(Recorded information)
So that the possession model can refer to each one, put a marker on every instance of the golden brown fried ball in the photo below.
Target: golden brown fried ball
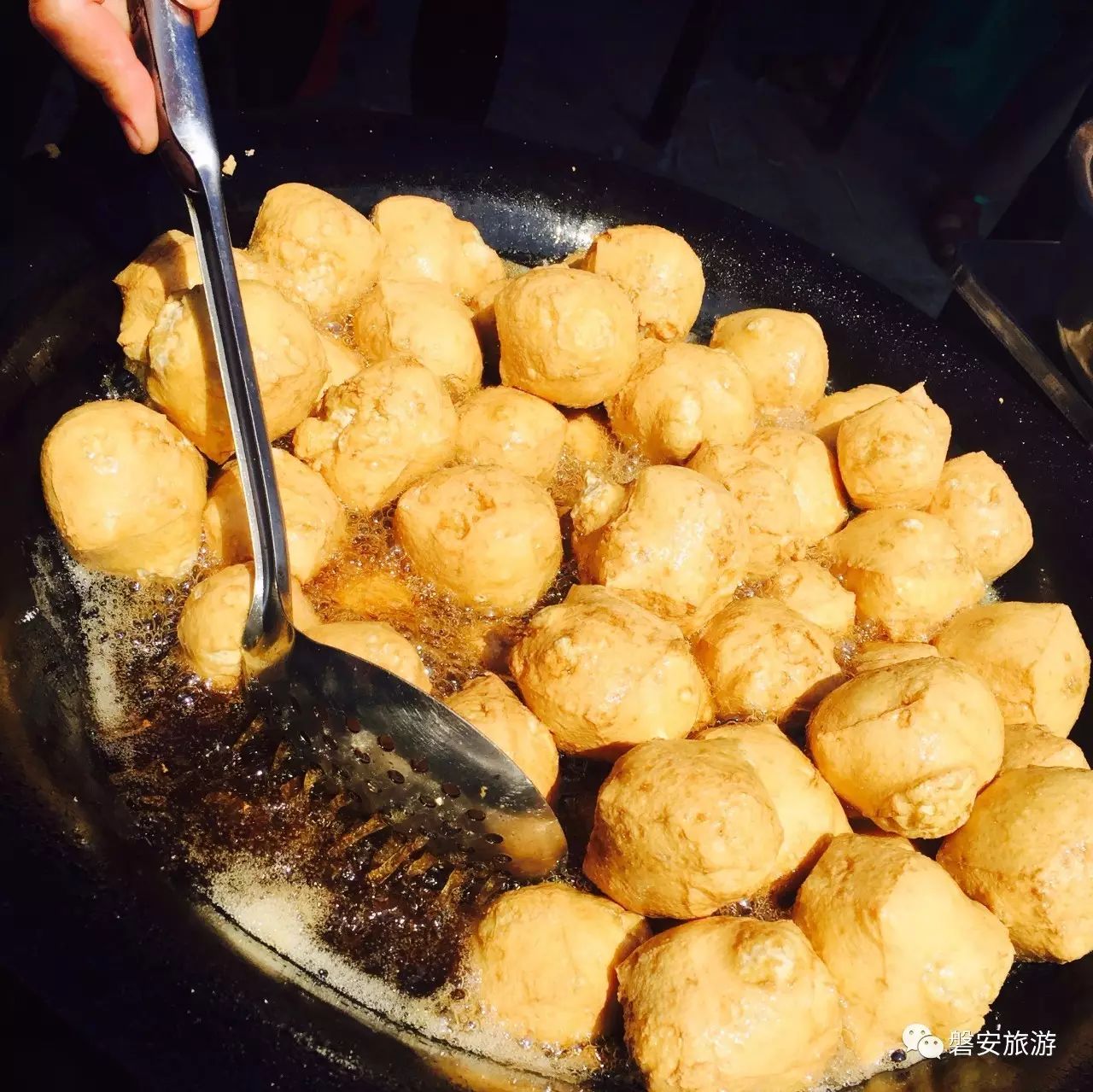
(908, 570)
(977, 499)
(891, 455)
(324, 252)
(676, 546)
(658, 270)
(808, 466)
(765, 662)
(783, 352)
(909, 745)
(808, 588)
(377, 434)
(424, 323)
(832, 410)
(1026, 854)
(1032, 656)
(377, 643)
(806, 804)
(1033, 745)
(541, 963)
(902, 943)
(678, 397)
(167, 265)
(567, 336)
(587, 439)
(342, 362)
(604, 674)
(484, 535)
(488, 705)
(877, 654)
(729, 1005)
(771, 511)
(682, 827)
(125, 488)
(184, 377)
(424, 241)
(315, 521)
(502, 426)
(210, 627)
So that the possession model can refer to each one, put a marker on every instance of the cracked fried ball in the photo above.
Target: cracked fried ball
(604, 674)
(903, 943)
(125, 488)
(566, 335)
(682, 827)
(765, 662)
(783, 353)
(1032, 656)
(909, 745)
(184, 377)
(377, 434)
(484, 535)
(1026, 854)
(680, 396)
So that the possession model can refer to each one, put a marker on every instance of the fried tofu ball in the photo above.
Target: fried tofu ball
(908, 570)
(765, 662)
(604, 674)
(729, 1005)
(482, 534)
(324, 252)
(424, 241)
(658, 270)
(167, 265)
(1032, 745)
(424, 323)
(315, 521)
(877, 654)
(810, 469)
(342, 362)
(541, 963)
(977, 499)
(184, 377)
(806, 804)
(903, 943)
(1032, 656)
(587, 439)
(488, 705)
(772, 515)
(1026, 854)
(567, 336)
(676, 546)
(891, 455)
(783, 353)
(832, 410)
(377, 643)
(910, 745)
(682, 827)
(210, 627)
(125, 488)
(381, 432)
(808, 588)
(502, 426)
(680, 396)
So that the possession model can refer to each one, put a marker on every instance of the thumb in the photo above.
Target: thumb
(205, 12)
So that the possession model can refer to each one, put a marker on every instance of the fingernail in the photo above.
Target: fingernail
(132, 135)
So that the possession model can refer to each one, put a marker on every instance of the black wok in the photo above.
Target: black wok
(89, 916)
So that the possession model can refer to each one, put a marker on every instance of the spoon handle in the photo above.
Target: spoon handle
(188, 147)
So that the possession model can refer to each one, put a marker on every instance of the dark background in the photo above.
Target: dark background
(761, 117)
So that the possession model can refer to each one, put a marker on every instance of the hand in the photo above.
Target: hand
(93, 36)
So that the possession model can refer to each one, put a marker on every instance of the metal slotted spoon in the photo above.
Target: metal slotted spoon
(402, 753)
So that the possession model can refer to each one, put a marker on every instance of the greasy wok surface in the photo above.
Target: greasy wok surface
(93, 920)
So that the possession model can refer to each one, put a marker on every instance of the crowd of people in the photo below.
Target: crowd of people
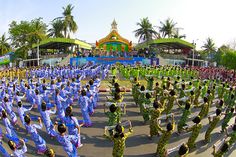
(54, 90)
(179, 88)
(49, 91)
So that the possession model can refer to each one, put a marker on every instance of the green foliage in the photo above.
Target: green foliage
(26, 33)
(167, 28)
(4, 45)
(229, 58)
(145, 31)
(57, 28)
(209, 46)
(69, 24)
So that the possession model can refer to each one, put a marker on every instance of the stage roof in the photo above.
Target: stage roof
(168, 43)
(61, 43)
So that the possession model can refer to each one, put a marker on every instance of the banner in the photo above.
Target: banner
(5, 59)
(109, 60)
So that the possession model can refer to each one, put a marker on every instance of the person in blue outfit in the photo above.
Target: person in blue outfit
(21, 111)
(39, 142)
(60, 108)
(9, 110)
(84, 102)
(11, 134)
(18, 152)
(65, 140)
(46, 118)
(73, 127)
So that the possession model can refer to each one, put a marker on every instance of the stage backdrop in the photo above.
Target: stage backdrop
(112, 60)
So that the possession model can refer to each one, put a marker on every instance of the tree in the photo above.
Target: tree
(4, 45)
(69, 25)
(26, 33)
(57, 28)
(229, 59)
(176, 34)
(167, 28)
(146, 30)
(209, 45)
(218, 56)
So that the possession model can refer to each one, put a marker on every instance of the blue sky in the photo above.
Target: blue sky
(198, 18)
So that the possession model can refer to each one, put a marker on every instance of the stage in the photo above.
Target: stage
(77, 61)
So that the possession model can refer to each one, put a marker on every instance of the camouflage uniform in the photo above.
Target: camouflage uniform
(204, 111)
(183, 119)
(150, 83)
(232, 138)
(163, 140)
(226, 120)
(195, 132)
(114, 118)
(213, 124)
(170, 104)
(119, 144)
(197, 94)
(153, 121)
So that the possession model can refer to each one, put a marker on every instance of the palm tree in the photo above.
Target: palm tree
(57, 28)
(146, 30)
(38, 31)
(69, 25)
(176, 34)
(4, 45)
(167, 28)
(209, 45)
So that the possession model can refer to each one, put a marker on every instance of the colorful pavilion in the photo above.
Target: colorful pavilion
(114, 41)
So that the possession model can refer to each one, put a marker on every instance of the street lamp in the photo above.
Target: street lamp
(194, 51)
(38, 53)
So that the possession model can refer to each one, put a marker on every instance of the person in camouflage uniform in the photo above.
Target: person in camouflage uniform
(113, 71)
(197, 95)
(227, 119)
(150, 81)
(157, 90)
(220, 104)
(210, 97)
(144, 107)
(155, 113)
(205, 108)
(171, 99)
(184, 117)
(119, 139)
(163, 96)
(161, 145)
(212, 125)
(220, 153)
(232, 136)
(195, 132)
(221, 91)
(114, 114)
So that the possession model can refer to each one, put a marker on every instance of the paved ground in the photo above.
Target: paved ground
(138, 144)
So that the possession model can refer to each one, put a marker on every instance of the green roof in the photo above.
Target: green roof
(174, 43)
(60, 43)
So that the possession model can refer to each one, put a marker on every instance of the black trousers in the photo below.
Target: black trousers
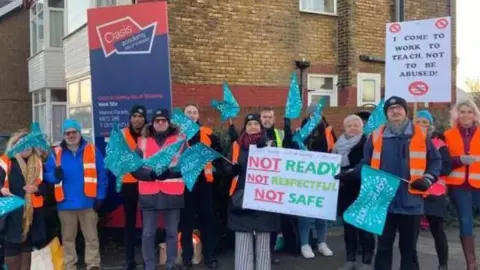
(354, 238)
(440, 239)
(198, 207)
(130, 206)
(407, 227)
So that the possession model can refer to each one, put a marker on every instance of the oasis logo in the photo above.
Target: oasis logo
(126, 36)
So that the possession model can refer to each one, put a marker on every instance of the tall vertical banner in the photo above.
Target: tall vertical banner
(129, 60)
(418, 58)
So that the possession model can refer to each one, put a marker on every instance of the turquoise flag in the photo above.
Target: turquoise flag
(376, 119)
(229, 107)
(10, 204)
(369, 211)
(119, 159)
(293, 108)
(187, 126)
(307, 129)
(193, 160)
(162, 159)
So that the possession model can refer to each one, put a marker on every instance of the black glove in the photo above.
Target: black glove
(98, 204)
(421, 184)
(59, 174)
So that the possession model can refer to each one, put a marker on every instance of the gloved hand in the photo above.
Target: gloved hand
(98, 204)
(467, 160)
(59, 174)
(422, 184)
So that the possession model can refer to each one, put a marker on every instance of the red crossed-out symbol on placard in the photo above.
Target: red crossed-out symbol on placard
(395, 28)
(418, 88)
(441, 23)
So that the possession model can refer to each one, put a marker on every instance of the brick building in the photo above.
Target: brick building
(255, 46)
(14, 46)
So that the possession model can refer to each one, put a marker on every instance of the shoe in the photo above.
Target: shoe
(348, 266)
(324, 250)
(307, 252)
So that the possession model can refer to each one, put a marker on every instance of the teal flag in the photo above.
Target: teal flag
(307, 129)
(369, 211)
(35, 139)
(229, 107)
(162, 159)
(119, 159)
(10, 204)
(193, 160)
(187, 126)
(293, 108)
(376, 119)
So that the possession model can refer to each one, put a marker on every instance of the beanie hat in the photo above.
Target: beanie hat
(71, 124)
(140, 109)
(425, 114)
(394, 100)
(161, 113)
(252, 117)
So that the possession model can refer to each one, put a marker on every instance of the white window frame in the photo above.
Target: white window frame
(335, 7)
(377, 77)
(333, 93)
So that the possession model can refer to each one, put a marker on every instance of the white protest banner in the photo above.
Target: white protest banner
(418, 58)
(293, 182)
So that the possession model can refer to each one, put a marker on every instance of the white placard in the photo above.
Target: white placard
(419, 60)
(293, 182)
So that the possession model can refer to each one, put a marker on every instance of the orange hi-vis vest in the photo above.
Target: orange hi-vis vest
(132, 144)
(6, 165)
(174, 186)
(455, 146)
(235, 155)
(417, 153)
(89, 172)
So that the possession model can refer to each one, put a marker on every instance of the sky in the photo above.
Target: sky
(468, 41)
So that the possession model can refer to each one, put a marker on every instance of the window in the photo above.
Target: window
(322, 87)
(319, 6)
(368, 88)
(37, 27)
(80, 104)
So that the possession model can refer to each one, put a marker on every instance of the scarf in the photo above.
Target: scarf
(246, 140)
(30, 171)
(344, 145)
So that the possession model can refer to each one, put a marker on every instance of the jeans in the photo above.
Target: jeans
(407, 227)
(304, 226)
(150, 223)
(464, 200)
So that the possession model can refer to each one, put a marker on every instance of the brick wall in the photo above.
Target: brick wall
(15, 99)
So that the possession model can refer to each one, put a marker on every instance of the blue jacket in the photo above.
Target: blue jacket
(72, 165)
(395, 160)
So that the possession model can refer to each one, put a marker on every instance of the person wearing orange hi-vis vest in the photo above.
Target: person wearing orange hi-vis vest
(160, 193)
(25, 228)
(138, 117)
(200, 200)
(76, 168)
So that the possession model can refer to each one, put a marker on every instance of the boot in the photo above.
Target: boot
(26, 261)
(13, 263)
(468, 245)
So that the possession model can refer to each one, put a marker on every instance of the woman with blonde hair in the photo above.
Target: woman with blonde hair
(463, 142)
(21, 175)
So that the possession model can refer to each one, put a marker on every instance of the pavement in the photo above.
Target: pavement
(112, 255)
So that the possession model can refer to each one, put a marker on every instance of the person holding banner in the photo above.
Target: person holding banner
(401, 148)
(200, 199)
(350, 146)
(159, 193)
(24, 228)
(436, 201)
(463, 142)
(252, 228)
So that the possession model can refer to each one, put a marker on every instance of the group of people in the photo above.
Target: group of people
(410, 149)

(Instructions for the task) Word for word, quote the lines from the line containing "wall in the photo above." through the end of the material, both included, and nothing else.

(Task response)
So that the possession model can refer to each one, put a marker on every instance of the brick wall in the photo above.
Target: brick wall
(15, 99)
So that the possession model can refer to each one, put a marker on every instance of the blue jacket in the photo above.
Target: blue jacket
(72, 165)
(395, 160)
So that the possession model can refer to each one, put a marker on every instance of the person wearing orange hi-vis vest in the photo above.
Target: person wearing orange hi-vis vest
(160, 193)
(25, 228)
(138, 117)
(200, 200)
(76, 168)
So that the possession model can refer to each one, put a marker on every instance of the boot in the photo above.
Target: boot
(26, 261)
(13, 263)
(468, 245)
So that the possession model can refer to each one, put a marker on every instance of the woman with blonde hair in the photo above.
Target: woman with blonde hair
(463, 142)
(21, 175)
So that the possession model can refer to each one, put a marker on every instance of the pavement in the photo above.
Target: pavement
(112, 255)
So that the possession model can refer to each one, put a marker on every instance of the person holding banner in the photo above.
Target: person holding banner
(401, 148)
(200, 199)
(350, 146)
(159, 193)
(24, 228)
(436, 201)
(463, 142)
(252, 228)
So that the possession model can refer to each one, put a marker on every instance of the group of people in the photo above.
Target: group of people
(410, 149)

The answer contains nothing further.